▶

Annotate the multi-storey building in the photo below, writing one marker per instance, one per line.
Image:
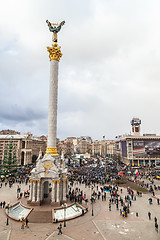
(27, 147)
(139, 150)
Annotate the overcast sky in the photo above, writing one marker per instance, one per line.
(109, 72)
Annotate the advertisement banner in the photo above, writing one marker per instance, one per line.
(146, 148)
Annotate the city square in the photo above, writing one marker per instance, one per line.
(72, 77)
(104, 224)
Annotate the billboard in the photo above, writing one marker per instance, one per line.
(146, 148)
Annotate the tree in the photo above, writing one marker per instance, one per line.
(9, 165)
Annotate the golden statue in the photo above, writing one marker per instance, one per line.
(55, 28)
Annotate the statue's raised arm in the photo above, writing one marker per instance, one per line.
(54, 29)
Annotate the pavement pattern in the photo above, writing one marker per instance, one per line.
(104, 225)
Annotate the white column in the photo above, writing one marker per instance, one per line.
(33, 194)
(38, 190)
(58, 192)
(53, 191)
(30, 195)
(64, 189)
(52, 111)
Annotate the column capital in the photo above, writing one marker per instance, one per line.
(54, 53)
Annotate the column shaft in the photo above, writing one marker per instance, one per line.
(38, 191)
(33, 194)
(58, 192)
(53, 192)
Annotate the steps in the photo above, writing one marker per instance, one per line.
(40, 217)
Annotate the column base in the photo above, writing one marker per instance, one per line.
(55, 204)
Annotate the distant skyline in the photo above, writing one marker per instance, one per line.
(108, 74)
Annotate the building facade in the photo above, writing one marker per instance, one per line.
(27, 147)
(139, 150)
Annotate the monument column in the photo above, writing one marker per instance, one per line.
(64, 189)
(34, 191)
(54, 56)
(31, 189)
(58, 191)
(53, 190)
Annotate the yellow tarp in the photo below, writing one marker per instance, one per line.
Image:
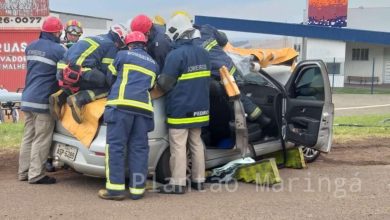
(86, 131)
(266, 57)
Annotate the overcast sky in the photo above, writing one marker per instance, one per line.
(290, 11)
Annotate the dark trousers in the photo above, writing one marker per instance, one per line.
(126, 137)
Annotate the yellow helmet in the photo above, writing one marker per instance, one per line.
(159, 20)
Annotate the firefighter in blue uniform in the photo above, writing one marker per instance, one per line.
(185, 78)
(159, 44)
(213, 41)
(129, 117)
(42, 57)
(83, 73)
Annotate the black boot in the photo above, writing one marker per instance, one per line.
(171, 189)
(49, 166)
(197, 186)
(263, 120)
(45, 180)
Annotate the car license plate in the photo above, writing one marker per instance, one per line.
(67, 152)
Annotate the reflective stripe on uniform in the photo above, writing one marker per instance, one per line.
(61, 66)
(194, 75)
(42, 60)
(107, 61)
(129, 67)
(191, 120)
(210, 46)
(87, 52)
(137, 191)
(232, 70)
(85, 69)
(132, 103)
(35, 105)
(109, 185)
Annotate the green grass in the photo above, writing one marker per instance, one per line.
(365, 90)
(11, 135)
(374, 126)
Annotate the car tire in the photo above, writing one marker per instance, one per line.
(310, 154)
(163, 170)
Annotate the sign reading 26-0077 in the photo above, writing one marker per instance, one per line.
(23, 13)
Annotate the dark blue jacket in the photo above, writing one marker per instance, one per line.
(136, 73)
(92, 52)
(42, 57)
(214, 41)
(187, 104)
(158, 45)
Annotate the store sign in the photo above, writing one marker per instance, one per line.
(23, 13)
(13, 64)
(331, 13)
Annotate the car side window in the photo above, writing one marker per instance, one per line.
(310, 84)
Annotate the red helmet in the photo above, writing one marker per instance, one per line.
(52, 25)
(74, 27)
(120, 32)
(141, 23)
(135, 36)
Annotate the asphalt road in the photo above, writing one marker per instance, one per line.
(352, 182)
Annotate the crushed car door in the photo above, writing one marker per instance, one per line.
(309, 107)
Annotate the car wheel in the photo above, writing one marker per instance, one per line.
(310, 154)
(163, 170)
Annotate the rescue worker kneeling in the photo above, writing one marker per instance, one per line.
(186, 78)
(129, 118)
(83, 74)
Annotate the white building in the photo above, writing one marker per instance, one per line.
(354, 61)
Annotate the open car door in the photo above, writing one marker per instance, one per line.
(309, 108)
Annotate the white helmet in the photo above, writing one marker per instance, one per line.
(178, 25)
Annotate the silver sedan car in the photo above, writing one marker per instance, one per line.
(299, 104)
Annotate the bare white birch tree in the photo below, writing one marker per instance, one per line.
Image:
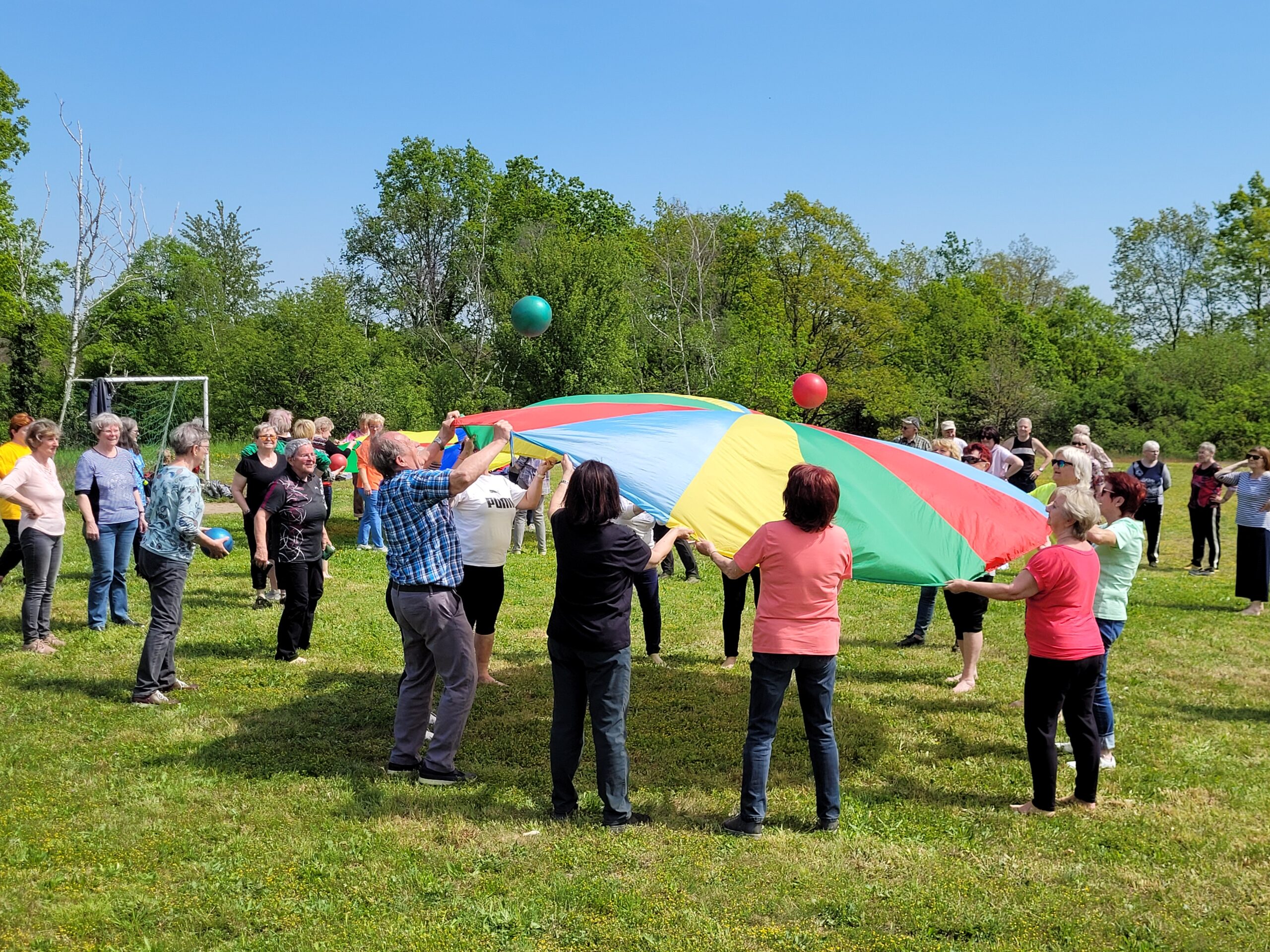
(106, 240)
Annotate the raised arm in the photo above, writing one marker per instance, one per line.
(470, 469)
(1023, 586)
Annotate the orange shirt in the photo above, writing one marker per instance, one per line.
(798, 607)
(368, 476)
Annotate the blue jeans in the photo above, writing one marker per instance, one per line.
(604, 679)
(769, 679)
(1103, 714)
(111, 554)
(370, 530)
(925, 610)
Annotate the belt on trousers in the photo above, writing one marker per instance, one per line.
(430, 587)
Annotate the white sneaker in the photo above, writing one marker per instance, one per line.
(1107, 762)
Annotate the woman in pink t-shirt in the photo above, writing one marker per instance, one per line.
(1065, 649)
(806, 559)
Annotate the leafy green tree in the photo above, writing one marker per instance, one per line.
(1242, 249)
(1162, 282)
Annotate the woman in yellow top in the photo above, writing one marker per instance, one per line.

◀

• _WHAT IS NEEDED_:
Scan the records above for the string "below", then copy each line where it turns up.

• _EXERCISE ANSWER_:
Annotate the multi-storey building in the photo below, writing one marker per instance, one per line.
Annotate the yellow tarp in the photo below, writing one marker per instance, one per line.
Annotate the bare white birch tree in the photo below, writing one marker per instance, one per line.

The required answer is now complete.